◆ TASK INSTRUCTIONS: Everything from the line that contains "segment --target winding" through the final line of the records should be written out exactly, and nothing outside that span.

◆ STORED RECORDS:
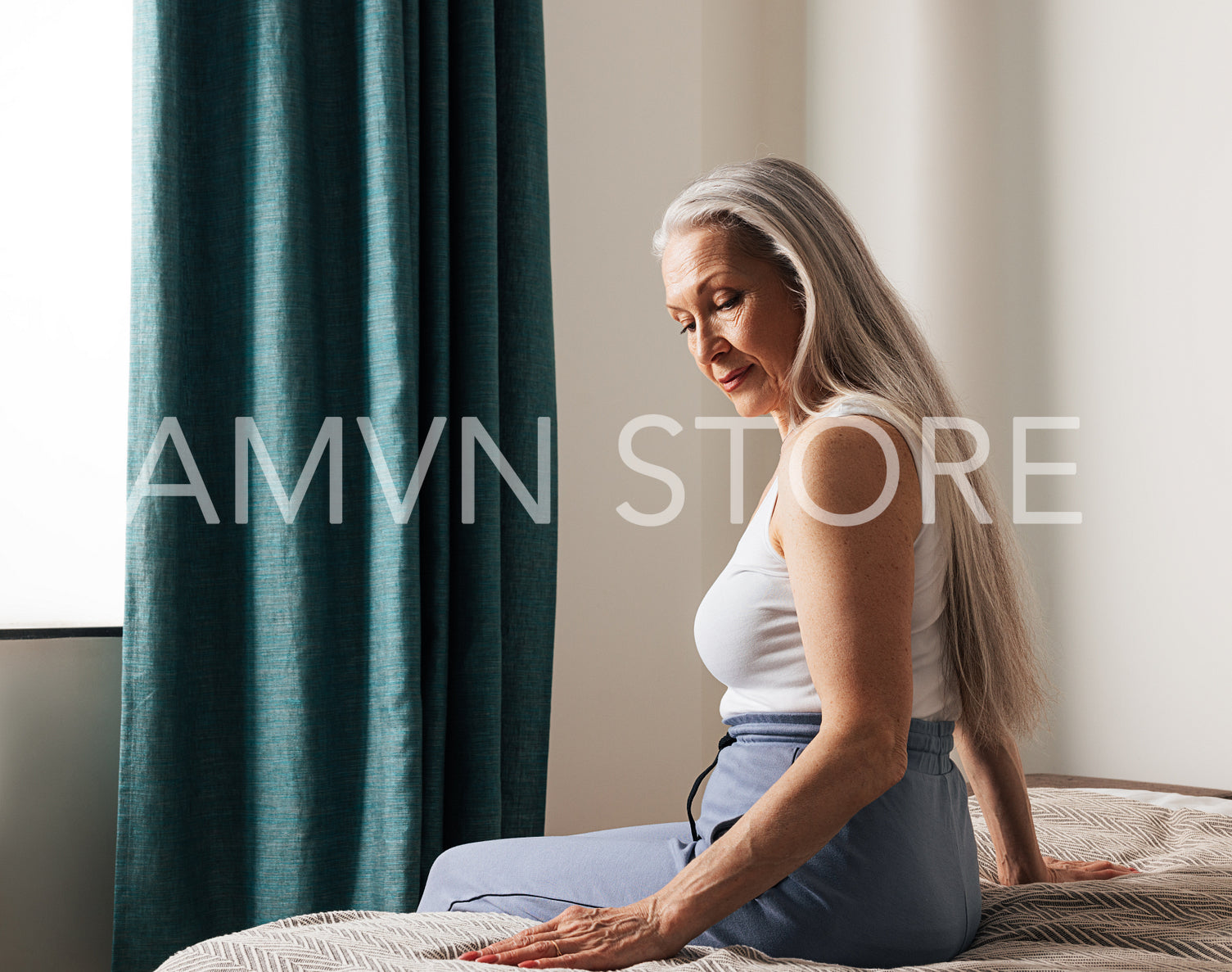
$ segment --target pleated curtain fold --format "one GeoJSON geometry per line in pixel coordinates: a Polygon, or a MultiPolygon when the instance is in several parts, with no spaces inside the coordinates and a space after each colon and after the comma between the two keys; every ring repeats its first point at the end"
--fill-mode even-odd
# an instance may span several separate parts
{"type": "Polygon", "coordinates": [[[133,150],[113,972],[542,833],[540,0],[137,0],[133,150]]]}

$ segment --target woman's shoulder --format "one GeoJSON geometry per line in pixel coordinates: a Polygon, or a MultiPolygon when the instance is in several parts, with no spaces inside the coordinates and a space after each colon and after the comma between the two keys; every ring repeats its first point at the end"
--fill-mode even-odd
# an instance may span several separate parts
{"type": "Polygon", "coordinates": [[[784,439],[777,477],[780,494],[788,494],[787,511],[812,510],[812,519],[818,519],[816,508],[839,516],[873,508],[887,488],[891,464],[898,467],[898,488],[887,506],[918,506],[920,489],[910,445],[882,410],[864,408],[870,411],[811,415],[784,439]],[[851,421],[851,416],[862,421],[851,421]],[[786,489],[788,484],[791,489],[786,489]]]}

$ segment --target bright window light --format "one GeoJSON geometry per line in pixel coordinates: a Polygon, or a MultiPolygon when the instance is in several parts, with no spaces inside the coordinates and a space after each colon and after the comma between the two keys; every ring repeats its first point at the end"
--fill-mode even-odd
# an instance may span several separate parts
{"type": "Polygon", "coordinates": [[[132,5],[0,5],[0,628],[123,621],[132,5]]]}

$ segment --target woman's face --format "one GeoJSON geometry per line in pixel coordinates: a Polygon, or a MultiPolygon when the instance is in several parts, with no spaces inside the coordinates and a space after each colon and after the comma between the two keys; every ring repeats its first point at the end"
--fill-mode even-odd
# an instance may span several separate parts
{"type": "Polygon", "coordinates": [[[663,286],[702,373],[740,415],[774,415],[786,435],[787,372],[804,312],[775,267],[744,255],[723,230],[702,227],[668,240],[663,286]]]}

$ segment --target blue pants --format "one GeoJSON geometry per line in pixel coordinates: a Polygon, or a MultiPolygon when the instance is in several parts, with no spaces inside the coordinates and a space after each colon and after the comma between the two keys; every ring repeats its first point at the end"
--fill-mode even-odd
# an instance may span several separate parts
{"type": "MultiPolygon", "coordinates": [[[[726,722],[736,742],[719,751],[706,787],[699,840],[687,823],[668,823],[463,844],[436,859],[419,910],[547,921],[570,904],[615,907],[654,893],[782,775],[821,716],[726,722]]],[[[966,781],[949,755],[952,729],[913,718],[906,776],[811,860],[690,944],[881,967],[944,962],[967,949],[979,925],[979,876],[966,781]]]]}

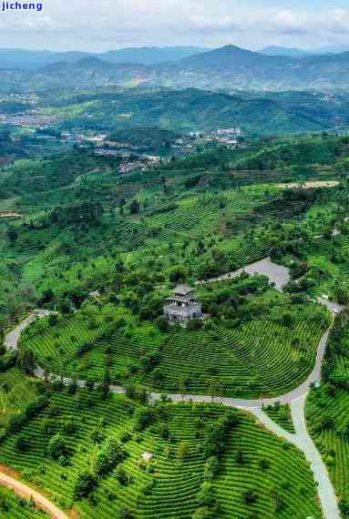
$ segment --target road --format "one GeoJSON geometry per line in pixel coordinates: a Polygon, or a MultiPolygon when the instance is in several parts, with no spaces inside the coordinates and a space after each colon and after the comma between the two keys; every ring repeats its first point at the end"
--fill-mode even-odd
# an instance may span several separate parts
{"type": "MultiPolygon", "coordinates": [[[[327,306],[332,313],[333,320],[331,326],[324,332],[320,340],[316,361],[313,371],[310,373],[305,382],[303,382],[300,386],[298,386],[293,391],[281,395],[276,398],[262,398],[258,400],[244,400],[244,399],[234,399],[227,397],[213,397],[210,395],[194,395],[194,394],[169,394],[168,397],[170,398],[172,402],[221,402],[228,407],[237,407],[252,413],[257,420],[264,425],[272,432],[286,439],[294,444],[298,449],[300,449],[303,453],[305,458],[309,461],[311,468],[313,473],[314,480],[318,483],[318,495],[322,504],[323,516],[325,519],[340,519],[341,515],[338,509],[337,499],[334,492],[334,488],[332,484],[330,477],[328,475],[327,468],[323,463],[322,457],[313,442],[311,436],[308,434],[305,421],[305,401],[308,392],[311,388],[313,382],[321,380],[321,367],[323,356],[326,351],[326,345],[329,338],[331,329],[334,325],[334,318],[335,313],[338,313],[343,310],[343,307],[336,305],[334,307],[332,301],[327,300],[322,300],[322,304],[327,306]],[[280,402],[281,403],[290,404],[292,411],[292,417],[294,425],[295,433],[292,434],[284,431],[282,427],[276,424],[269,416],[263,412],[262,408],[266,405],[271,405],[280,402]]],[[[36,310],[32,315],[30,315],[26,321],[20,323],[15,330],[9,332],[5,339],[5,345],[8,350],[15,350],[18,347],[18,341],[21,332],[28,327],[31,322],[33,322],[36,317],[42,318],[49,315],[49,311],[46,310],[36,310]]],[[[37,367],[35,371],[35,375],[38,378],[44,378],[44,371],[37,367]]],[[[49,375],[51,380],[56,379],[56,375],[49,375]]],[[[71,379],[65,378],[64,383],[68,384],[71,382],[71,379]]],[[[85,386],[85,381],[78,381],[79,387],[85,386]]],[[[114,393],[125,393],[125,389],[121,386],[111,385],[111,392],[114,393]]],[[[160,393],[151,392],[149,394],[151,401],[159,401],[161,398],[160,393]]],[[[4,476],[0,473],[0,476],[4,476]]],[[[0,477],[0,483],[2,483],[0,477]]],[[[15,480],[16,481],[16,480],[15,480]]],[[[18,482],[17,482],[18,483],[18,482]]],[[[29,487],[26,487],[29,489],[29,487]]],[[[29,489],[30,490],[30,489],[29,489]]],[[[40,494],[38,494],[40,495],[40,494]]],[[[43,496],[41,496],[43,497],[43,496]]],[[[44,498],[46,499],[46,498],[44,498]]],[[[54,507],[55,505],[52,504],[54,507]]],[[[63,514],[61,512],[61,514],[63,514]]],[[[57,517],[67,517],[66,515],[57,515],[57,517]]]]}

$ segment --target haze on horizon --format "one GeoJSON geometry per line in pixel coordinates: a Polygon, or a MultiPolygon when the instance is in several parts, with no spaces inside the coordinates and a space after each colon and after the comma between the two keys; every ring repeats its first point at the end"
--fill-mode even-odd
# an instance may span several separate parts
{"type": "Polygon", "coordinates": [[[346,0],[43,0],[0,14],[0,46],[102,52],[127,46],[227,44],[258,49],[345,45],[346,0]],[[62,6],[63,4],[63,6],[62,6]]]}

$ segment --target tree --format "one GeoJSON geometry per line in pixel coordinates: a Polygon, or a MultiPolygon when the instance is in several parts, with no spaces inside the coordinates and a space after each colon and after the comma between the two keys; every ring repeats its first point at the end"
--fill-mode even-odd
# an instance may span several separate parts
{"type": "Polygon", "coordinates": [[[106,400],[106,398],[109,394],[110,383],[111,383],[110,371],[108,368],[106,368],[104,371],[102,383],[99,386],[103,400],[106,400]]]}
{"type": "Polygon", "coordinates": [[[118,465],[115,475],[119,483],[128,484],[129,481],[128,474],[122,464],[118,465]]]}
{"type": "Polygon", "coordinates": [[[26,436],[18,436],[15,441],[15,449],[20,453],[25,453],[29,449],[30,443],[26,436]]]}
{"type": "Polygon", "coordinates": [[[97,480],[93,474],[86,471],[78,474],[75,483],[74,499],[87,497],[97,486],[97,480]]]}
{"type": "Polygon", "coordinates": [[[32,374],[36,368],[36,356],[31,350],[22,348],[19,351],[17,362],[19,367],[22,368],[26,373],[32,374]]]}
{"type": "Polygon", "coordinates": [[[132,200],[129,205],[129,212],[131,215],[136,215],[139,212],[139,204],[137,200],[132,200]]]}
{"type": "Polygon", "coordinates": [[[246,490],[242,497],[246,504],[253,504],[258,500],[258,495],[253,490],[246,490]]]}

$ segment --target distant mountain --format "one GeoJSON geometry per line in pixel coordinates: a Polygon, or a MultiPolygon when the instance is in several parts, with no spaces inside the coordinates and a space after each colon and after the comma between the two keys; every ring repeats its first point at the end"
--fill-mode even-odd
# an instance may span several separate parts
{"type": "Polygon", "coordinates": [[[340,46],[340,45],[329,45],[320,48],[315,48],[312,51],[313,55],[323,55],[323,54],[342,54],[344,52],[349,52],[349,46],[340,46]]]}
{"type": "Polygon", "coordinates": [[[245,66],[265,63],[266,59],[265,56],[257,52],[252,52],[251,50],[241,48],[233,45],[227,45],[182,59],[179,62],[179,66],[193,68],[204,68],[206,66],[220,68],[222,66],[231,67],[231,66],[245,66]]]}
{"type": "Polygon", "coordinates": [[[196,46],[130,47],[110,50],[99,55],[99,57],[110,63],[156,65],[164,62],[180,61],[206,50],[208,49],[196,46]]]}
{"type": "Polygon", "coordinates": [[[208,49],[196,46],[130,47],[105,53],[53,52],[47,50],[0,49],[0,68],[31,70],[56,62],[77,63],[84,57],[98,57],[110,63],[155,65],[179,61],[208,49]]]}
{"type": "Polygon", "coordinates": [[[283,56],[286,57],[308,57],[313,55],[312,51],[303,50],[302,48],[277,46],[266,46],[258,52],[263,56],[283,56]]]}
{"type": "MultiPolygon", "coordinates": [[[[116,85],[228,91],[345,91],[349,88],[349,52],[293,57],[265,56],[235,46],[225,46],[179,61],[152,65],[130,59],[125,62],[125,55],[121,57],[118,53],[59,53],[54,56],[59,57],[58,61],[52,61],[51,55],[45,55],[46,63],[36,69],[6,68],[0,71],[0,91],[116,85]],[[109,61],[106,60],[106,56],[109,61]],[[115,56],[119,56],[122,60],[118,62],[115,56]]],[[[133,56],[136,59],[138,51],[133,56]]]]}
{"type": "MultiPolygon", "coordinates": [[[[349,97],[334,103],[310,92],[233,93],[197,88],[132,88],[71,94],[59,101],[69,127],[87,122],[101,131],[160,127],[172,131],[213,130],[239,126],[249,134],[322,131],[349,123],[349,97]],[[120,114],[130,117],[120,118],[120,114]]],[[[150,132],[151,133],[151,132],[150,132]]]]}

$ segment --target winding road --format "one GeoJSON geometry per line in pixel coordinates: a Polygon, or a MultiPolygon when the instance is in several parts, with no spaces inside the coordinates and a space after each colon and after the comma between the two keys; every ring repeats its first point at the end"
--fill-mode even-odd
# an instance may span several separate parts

◆ FULL OUTPUT:
$ segment --target winding road --format "one GeoJSON geometry per line in pixel coordinates: a Polygon, or a MultiPolygon when the instance is in several parts, with no spaces inside the coordinates and a space after each colon and after the comma between the two keys; every ring repeats its first point at the end"
--fill-mode even-odd
# an instance may span several separate parts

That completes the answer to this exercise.